When you respond, restate each record exactly as it is given.
↓↓↓
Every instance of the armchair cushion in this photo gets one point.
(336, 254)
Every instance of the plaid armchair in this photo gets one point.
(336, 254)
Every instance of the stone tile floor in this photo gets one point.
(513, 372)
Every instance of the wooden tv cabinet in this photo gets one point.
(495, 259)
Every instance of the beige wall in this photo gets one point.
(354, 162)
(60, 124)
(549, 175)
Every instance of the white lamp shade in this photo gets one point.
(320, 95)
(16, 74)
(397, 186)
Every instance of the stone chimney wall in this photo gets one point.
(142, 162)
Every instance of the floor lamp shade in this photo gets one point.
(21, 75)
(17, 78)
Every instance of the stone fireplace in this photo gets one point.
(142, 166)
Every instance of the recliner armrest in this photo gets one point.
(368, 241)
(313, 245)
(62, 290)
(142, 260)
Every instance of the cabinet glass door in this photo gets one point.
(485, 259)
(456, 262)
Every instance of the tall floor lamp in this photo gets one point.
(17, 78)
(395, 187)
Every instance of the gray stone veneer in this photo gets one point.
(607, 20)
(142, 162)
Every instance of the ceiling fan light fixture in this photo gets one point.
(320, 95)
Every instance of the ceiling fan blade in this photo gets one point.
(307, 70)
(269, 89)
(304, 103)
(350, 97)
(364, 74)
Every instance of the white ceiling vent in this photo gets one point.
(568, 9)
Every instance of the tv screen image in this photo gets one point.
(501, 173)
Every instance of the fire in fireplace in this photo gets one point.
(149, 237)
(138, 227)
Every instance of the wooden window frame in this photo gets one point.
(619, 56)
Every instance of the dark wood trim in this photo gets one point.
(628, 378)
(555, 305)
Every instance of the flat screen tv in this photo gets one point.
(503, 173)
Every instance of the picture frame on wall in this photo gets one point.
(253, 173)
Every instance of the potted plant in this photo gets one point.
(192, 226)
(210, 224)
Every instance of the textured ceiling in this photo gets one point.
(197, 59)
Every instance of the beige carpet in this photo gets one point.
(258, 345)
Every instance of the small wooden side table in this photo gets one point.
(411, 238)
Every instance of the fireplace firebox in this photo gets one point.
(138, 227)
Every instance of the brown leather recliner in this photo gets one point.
↑↑↑
» Task result:
Every instance of the armchair cushion in this photo gets one point.
(336, 254)
Every instance of the plaid armchair in this photo gets one point.
(336, 254)
Every instance of the stone tile floor in this photo gets one point.
(513, 372)
Every instance of the wooden tv cabinet in this photo gets one point.
(495, 259)
Every instance of the beige wall in this photo gets one point.
(354, 162)
(60, 124)
(549, 175)
Every instance of the white lamp shade in this photo gets one point.
(320, 95)
(16, 74)
(397, 186)
Every instance of the stone chimney wall in this photo gets one point.
(142, 162)
Every instance of the floor lamp shade in this photo gets one point.
(21, 75)
(17, 78)
Every instance of the stone fireplace in this photo gets one point.
(142, 166)
Every instance of the recliner armrest in this photo gets one point.
(368, 241)
(313, 245)
(62, 290)
(142, 260)
Every instance of the cabinet glass door in this photo gets one point.
(485, 259)
(456, 262)
Every instance of the tall floor lamp in this photo gets one point.
(17, 78)
(395, 187)
Every instance of the gray stone veneer in this photo gets one point.
(607, 20)
(142, 162)
Every instance of the ceiling fan light fixture in this photo gets one point.
(320, 95)
Every instance of the ceiling fan blade in this photo gets one point.
(307, 70)
(269, 89)
(304, 103)
(350, 97)
(364, 74)
Every instance of the white ceiling vent in this photo gets one point.
(568, 9)
Every instance of the tv screen image in this photo gets one point.
(501, 173)
Every instance of the fire in fireplace in this photo gets one point.
(149, 237)
(138, 227)
Every instance of the wooden window frame in this photo gets one point.
(619, 56)
Every instance of the dark wood trim in this photo gets one point.
(628, 378)
(555, 305)
Every instance of the flat screen tv in this photo gets one point.
(503, 173)
Every instance of the picture frame on wall in this photo gets one point.
(253, 173)
Every instance of the potted plant in this photo gets one point.
(192, 226)
(210, 224)
Every instance of the textured ceiling in this photo gets one point.
(197, 59)
Every instance of the beige carpet in this photo gets one point.
(258, 345)
Every instance of the small wooden side table in this photo gets one point.
(411, 238)
Every instance of the fireplace firebox in this photo gets one point.
(138, 227)
Every instance of the brown leather recliner in this photo gets one point.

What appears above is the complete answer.